__Required work__
Write out the entries, please, from the line containing "of the firefighter" through their final line, exactly and with nothing else.

__Pointing records__
** begin **
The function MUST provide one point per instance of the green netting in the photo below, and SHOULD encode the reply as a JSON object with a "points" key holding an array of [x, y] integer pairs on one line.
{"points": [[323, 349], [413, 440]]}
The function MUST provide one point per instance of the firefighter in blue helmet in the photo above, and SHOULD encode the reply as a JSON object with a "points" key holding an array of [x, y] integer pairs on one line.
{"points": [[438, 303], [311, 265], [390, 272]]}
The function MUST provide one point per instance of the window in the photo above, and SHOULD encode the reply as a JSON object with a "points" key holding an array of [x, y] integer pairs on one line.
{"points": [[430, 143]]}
** end **
__Result of the task__
The function MUST provide one point per instance of the firefighter in blue helmet in the photo above, and SHOULD encode the reply as a JSON object with a "points" key holding an array of [x, y] integer pairs on one line.
{"points": [[438, 303], [311, 265], [390, 272]]}
The function MUST provide one point per instance of the window in the photo above, and SHOULD encode the reply as a JSON object with a "points" key holding an array of [x, y] integer pairs on one line.
{"points": [[430, 143]]}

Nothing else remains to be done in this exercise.